Recast the entries as a JSON list of strings, starting at the beginning of the entries and ending at the line that contains "box: [338, 551, 353, 562]". Give one string per line, skip blank lines, and leave out the pictures.

▶ Available records
━━━━
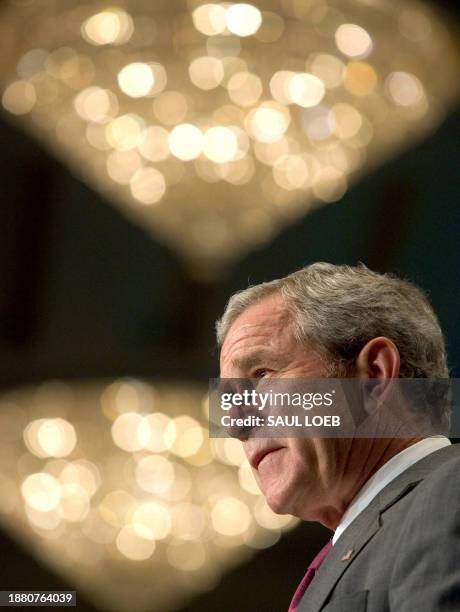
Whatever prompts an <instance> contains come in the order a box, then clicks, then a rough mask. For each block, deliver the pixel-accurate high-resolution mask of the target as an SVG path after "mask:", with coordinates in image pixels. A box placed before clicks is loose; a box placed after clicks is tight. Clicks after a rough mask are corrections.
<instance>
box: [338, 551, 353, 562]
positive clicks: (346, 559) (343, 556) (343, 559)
mask: <svg viewBox="0 0 460 612" xmlns="http://www.w3.org/2000/svg"><path fill="white" fill-rule="evenodd" d="M352 554H353V549H352V548H349V549H348V550H347V552H346V553H345V554H344V555H343V557H341V558H340V560H341V561H349V560H350V559H351V556H352Z"/></svg>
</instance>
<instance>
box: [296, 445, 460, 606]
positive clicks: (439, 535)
mask: <svg viewBox="0 0 460 612" xmlns="http://www.w3.org/2000/svg"><path fill="white" fill-rule="evenodd" d="M350 550H352V551H353V552H352V553H351V556H350V554H348V555H347V553H349V551H350ZM347 556H349V558H348V559H347V558H346V557H347ZM342 557H344V559H343V560H342ZM297 610H298V612H319V611H320V610H321V611H322V612H363V611H364V610H367V611H368V612H390V611H391V612H447V611H449V612H451V611H452V612H453V611H454V610H455V611H457V612H459V611H460V444H457V445H452V446H449V447H446V448H442V449H440V450H438V451H435V452H434V453H432V454H431V455H428V456H427V457H425V458H424V459H421V460H420V461H418V462H417V463H415V464H414V465H413V466H412V467H410V468H409V469H408V470H406V471H405V472H403V473H402V474H400V475H399V476H398V477H397V478H395V480H393V481H392V482H390V484H388V485H387V486H386V487H385V488H384V489H382V491H381V492H380V493H379V494H378V495H377V497H376V498H374V499H373V500H372V502H371V503H370V505H369V506H368V507H367V508H366V509H365V510H364V511H363V512H362V513H361V514H359V515H358V517H357V518H356V519H355V520H354V521H353V522H352V523H351V524H350V525H349V527H348V528H347V529H346V530H345V531H344V532H343V534H342V535H341V537H340V538H339V539H338V540H337V542H336V544H335V545H334V546H333V548H332V549H331V551H330V552H329V554H328V556H327V557H326V559H325V561H324V563H323V564H322V565H321V567H320V569H319V570H318V572H317V574H316V575H315V578H314V579H313V581H312V582H311V584H310V586H309V587H308V589H307V591H306V593H305V595H304V597H303V598H302V600H301V602H300V604H299V607H298V609H297Z"/></svg>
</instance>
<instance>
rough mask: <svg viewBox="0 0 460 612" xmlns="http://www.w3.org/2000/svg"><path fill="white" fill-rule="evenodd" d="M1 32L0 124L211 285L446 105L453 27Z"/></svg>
mask: <svg viewBox="0 0 460 612" xmlns="http://www.w3.org/2000/svg"><path fill="white" fill-rule="evenodd" d="M0 18H1V19H0V34H1V36H0V41H1V42H0V45H1V51H2V53H1V57H2V59H1V65H0V72H1V78H2V82H3V97H2V105H3V108H4V110H5V111H6V112H7V113H8V114H9V115H10V116H11V117H16V118H17V120H18V121H20V122H21V123H23V124H24V126H26V127H27V129H30V130H31V131H33V133H34V134H35V135H36V136H37V137H39V138H40V139H42V140H43V141H45V142H46V143H47V144H48V145H49V147H50V148H51V149H52V150H53V151H54V152H55V153H56V155H57V156H59V157H60V158H61V159H62V160H63V161H64V162H65V163H66V164H68V165H69V166H70V167H71V168H72V169H73V170H74V172H76V173H77V174H78V175H79V176H81V177H83V178H84V179H85V180H86V181H88V183H90V184H91V185H93V186H94V187H95V188H96V189H98V190H99V191H100V192H101V193H103V194H105V196H106V198H107V200H108V201H110V202H112V203H113V204H114V205H116V206H118V207H119V208H120V209H121V210H122V211H123V212H124V213H125V214H126V215H127V216H129V217H130V218H131V219H132V220H134V221H136V222H138V223H140V224H142V225H143V226H144V227H145V228H146V229H148V230H149V231H151V232H153V234H154V235H155V236H156V237H157V238H161V239H162V240H164V241H166V242H167V243H169V244H170V245H171V246H172V247H173V248H174V249H175V250H176V251H178V252H179V253H181V254H182V255H183V256H184V257H185V258H186V259H187V260H188V261H190V262H194V263H195V264H197V265H199V266H201V267H202V268H203V269H207V270H211V271H212V270H215V271H216V270H219V268H220V267H221V266H222V265H224V264H226V263H228V262H230V261H231V260H233V259H235V258H236V257H237V256H239V255H241V254H242V253H244V252H245V251H247V250H249V249H251V248H253V247H254V246H256V245H258V244H261V243H264V242H266V241H268V240H269V239H270V238H271V237H272V236H273V235H274V234H275V233H276V232H279V231H280V230H281V229H282V228H283V227H284V226H286V224H288V223H292V222H293V221H294V220H296V219H297V218H299V217H300V216H302V215H304V214H306V213H307V212H308V211H309V210H310V209H311V208H312V207H313V206H315V205H316V204H317V203H327V202H333V201H336V200H338V199H339V198H340V197H341V196H342V195H343V193H344V192H345V191H346V189H347V187H348V185H349V184H350V183H351V182H353V181H354V180H355V179H356V177H357V176H359V175H360V174H361V173H365V172H368V171H369V170H370V169H372V168H373V167H374V166H376V165H377V164H379V163H381V162H382V161H383V160H384V159H386V158H387V157H388V156H391V155H394V154H395V153H396V152H397V151H398V150H400V149H401V147H403V146H405V145H406V144H407V143H410V142H412V141H414V140H416V139H418V138H421V137H423V135H425V134H426V133H427V132H428V131H430V130H433V129H434V128H435V127H436V126H437V125H438V124H439V122H440V120H441V119H442V118H443V116H444V114H445V111H446V109H447V108H448V107H449V105H450V104H451V103H452V101H453V100H454V99H455V98H456V96H457V94H458V84H457V82H458V79H457V78H456V77H457V75H458V72H459V57H458V52H457V49H456V46H455V45H454V42H453V35H452V34H451V33H450V29H451V26H449V25H448V23H447V21H446V20H445V19H443V18H442V16H441V15H439V14H437V13H436V12H435V11H434V8H433V7H430V6H429V5H428V4H427V3H422V2H418V1H409V2H403V3H400V2H391V1H389V0H340V1H339V0H331V1H329V2H326V0H264V1H260V2H253V3H232V2H222V3H205V2H202V1H198V0H188V1H185V0H175V1H174V2H170V1H166V0H155V2H146V1H145V0H140V1H138V2H132V1H128V0H125V1H123V2H118V3H117V5H116V6H108V5H107V4H106V3H98V2H92V3H82V2H77V1H76V0H67V1H66V2H65V3H62V2H57V1H51V0H8V1H5V2H4V3H2V7H1V9H0ZM440 67H442V69H440Z"/></svg>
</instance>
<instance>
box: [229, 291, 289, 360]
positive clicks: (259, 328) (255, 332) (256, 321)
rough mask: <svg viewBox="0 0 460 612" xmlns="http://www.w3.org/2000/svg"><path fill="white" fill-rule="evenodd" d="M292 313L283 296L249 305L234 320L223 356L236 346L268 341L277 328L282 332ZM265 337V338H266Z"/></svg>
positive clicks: (230, 350)
mask: <svg viewBox="0 0 460 612" xmlns="http://www.w3.org/2000/svg"><path fill="white" fill-rule="evenodd" d="M289 317H290V313H289V311H288V308H287V306H286V303H285V302H284V300H283V298H282V297H281V296H278V295H276V296H269V297H267V298H265V299H263V300H261V301H260V302H257V303H256V304H252V305H251V306H248V308H246V310H244V311H243V312H242V313H241V314H240V315H239V316H238V317H237V318H236V319H235V321H234V322H233V324H232V325H231V326H230V329H229V331H228V333H227V335H226V337H225V340H224V343H223V346H222V352H221V356H225V355H228V354H229V353H232V352H233V351H234V349H235V348H239V347H243V346H246V345H248V344H252V343H253V342H256V343H257V342H258V341H259V340H260V341H261V342H264V341H266V338H267V336H269V337H273V336H272V335H273V334H276V332H277V330H279V333H280V334H281V333H282V332H283V331H284V330H285V328H286V321H287V319H288V318H289ZM277 335H278V334H277ZM264 338H265V340H264Z"/></svg>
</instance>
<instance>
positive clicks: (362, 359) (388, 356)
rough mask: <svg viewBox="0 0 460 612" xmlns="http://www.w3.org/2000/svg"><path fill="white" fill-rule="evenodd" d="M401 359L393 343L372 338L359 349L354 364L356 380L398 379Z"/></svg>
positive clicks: (388, 341)
mask: <svg viewBox="0 0 460 612" xmlns="http://www.w3.org/2000/svg"><path fill="white" fill-rule="evenodd" d="M400 364H401V359H400V356H399V351H398V348H397V347H396V345H395V344H394V342H392V341H391V340H390V339H389V338H385V337H384V336H379V337H378V338H373V339H372V340H369V342H368V343H367V344H366V345H365V346H364V347H363V348H362V349H361V351H360V353H359V355H358V357H357V359H356V362H355V368H356V376H357V378H373V379H380V378H398V377H399V370H400Z"/></svg>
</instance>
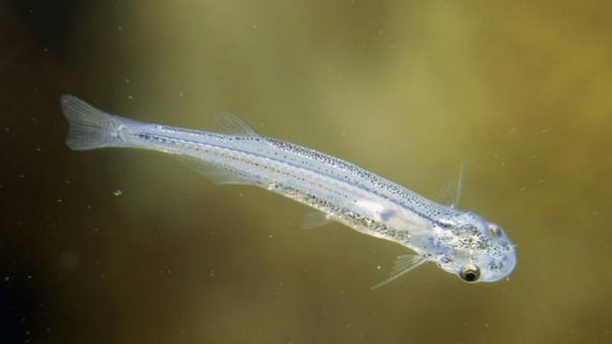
━━━━
▶ Response area
[
  "Whatever prompts an <instance> contains come in the order a box, then clicks, then a rough mask. For each block, deliver the pixel-accurate high-resolution mask of the target as an SVG path after \"mask:\", with coordinates in image pixels. A box placed before clicks is loose; a box placed after clicks is tight. Clicks after a rough mask are corrections.",
  "<instance>",
  "box: [338, 551, 353, 562]"
]